INPUT MATERIAL:
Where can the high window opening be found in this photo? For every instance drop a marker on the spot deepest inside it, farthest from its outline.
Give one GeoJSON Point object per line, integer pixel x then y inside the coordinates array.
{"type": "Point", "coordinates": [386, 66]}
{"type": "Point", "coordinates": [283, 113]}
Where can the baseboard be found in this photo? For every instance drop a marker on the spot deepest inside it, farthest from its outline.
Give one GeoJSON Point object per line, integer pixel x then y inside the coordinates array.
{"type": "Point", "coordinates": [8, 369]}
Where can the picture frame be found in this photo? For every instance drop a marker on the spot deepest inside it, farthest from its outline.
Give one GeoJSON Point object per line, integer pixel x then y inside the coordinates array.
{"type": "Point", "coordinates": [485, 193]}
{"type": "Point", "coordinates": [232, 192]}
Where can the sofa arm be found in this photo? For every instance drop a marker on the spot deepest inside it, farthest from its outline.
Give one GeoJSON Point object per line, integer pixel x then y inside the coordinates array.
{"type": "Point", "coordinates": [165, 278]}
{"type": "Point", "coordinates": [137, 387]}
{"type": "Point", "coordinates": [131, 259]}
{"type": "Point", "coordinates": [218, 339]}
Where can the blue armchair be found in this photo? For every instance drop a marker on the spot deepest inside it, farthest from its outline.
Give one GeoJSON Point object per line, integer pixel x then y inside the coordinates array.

REQUIREMENT:
Please rewrite every line of the records above as a JSON list of strings, one string per line, leaving out blank lines.

ANSWER FOR THE TASK:
[
  "Where can the high window opening be found in this photo? For every instance drop a marker on the spot deepest inside it, farthest from its outline.",
  "Give one GeoJSON Point object per line, integer pixel x then y inside the coordinates array.",
  "{\"type\": \"Point\", \"coordinates\": [386, 66]}",
  "{\"type\": \"Point\", \"coordinates\": [283, 113]}",
  "Where can the baseboard be found in this photo? For every instance drop a marker on the spot deepest inside it, farthest from its outline.",
  "Give one GeoJSON Point object per line, integer pixel x then y inside the coordinates array.",
  "{\"type\": \"Point\", \"coordinates\": [8, 369]}",
  "Where can the picture frame be found in this photo? For every instance drop a marker on the spot deepest inside it, farthest from its outline.",
  "Give one GeoJSON Point object per line, integer pixel x then y inside the coordinates array.",
  "{\"type\": \"Point\", \"coordinates\": [485, 193]}",
  "{\"type\": \"Point\", \"coordinates\": [232, 192]}",
  "Where can the sofa arm be found in this photo? For every instance drop a marker on the spot deepest inside it, farthest from its outline.",
  "Give one GeoJSON Point object per line, integer pixel x then y inside the coordinates array.",
  "{\"type\": \"Point\", \"coordinates\": [165, 278]}",
  "{\"type\": \"Point\", \"coordinates\": [137, 387]}",
  "{\"type\": \"Point\", \"coordinates\": [131, 259]}",
  "{\"type\": \"Point\", \"coordinates\": [218, 339]}",
  "Where can the blue armchair be found in this photo? For every instance drop a marker on the spot deepest inside it, farthest from its outline.",
  "Give one GeoJSON Point object per line, integer pixel x then y inside the coordinates array."
]